# [Exercise objective]
Tally the lines in the entries below that contain the string "blue", and report only the resulting number.

====== Dataset records

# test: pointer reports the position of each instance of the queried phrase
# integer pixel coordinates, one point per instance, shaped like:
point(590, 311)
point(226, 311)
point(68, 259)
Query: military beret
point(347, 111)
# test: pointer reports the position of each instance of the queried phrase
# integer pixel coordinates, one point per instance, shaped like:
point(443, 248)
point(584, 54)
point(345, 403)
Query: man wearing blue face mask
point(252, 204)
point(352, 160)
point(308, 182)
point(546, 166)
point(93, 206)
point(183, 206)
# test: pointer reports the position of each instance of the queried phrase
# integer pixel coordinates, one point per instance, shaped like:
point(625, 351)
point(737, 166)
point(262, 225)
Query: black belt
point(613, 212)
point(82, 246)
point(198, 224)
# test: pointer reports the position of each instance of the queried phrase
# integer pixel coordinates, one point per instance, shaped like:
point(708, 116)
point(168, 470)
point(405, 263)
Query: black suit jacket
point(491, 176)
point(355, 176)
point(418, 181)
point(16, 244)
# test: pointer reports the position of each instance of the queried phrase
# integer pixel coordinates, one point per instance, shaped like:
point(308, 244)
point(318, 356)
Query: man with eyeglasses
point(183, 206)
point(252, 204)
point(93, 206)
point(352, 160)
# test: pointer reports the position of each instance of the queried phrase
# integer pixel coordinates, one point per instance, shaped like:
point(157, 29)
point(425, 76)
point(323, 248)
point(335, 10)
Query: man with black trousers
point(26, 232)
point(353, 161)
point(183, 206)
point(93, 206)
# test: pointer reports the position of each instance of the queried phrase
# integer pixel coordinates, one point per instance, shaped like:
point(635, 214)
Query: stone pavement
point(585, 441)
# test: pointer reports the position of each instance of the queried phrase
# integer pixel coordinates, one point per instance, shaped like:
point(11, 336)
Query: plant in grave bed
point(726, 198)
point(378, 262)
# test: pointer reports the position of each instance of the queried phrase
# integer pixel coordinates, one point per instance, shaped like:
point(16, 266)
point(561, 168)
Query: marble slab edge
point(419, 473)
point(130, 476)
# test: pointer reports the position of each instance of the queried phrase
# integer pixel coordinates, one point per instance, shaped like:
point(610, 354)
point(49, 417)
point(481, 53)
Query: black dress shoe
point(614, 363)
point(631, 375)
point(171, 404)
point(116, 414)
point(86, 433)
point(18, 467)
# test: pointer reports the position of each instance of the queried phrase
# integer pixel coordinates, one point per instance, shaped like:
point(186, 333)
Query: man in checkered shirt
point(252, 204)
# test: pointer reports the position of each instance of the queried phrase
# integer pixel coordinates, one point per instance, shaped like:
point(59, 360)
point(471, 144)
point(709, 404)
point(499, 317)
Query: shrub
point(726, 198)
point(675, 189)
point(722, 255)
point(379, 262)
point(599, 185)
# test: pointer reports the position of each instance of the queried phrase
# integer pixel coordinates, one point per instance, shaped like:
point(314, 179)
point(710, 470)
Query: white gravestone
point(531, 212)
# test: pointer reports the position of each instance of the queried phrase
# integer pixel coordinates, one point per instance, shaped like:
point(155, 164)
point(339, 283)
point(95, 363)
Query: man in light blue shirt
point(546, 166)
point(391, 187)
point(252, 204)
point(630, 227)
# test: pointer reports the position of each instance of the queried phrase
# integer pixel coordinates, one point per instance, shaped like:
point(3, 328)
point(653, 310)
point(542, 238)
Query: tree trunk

============

# [The completed task]
2